# Text excerpt
In History Studies, The Holocaust stands out as such a key event that it often needs to be discussed independent of World War II, the framework that shaped world affairs between 1935 and 1950 (I know that WWII officially began in 1939 and ended in 1945, but wars need contexts before and after shots are fired). Much work has been done to examine both how The Holocaust happened and what happened during it. In the cinema world, Holocaust films have become their own cottage industry. The situation has gotten to the point that "The New York Times" recently published an article that subtly spoke out against the making of so many Holocaust-oriented movies--the reason being that most of them cover and re-cover already-treaded ground. (Still, given the fact that a Holocaust film covers "sacred" territory, there is much prestige to be gained from making one, even if a filmmaker doesn't make a good movie.)
A handful of films dominate the public awareness when it comes to Holocaust films. There's the black-and-white "The Diary of Anne Frank", a melodrama that shamelessly manipulates audiences' emotions instead of letting events speak for themselves. There's "Anne Frank Remembered", a documentary that offers the only known motion picture footage of the girl who immortalized herself with a war-time diary. Many Americans saw "Holocaust", a TV mini-series starring Meryl Streep, during the 1970s. "Life Is Beautiful" mugged and pratfalled its way to a couple of Oscars in 1999. "The Sorrow and the Pity" was a landmark documentary that initiated France's self-examination of its role in anti-Semitic activity.
The two big ones, though, are Steven Spielberg's "Schindler's List" (1993) and Claude Lanzmann's "Shoah" (1985). Given the outsized dimensions of The Holocaust, it makes sense that both films are lengthy epics (3.25 and 9.5[!] hours, respectively). The movies exist in direct opposition to one another. "Schindler's List" is a fictionalized account of historical events. "Shoah" (a Hebrew word that means "chaos" or "annihilation"), perhaps taking inspiration from Theodor Adorno's declaration that there can be no new poetry following The Holocaust, does not have any direct representations of historical occurrences. Lanzmann refused to use footage from the 1930s-1940s of actual Holocaust victims/environments. Rather, he uses newly-shot interviews with people who witnessed what happened. He visits concentration camps in the present, quiet places now overrun with vegetation. He examines documents that detail how the camps were run.
Since Lanzmann isn't trying to relate a narrative, he imparts a sense of how The Holocaust continues into the present day. No one is being killed in the Nazis' death camps any more, but those who suffered through and witnessed The Holocaust can't leave it behind them in the past. Perpetrators have to hide their identities. Bystanders have to deal with being judged for doing nothing. Survivors either have an extreme sense of guilt for living or are so scarred that they are barely living. The film's clearest accomplishment is that of noting how history isn't a study of the past but of what happens continually.

# Exercise prompt
According to the essay on Holocaust films, what does the Hebrew word "Shoah" mean?

# Input data
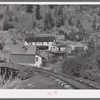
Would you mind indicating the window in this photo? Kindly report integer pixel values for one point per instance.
(36, 59)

# Response to this exercise
"Chaos" or "annihilation."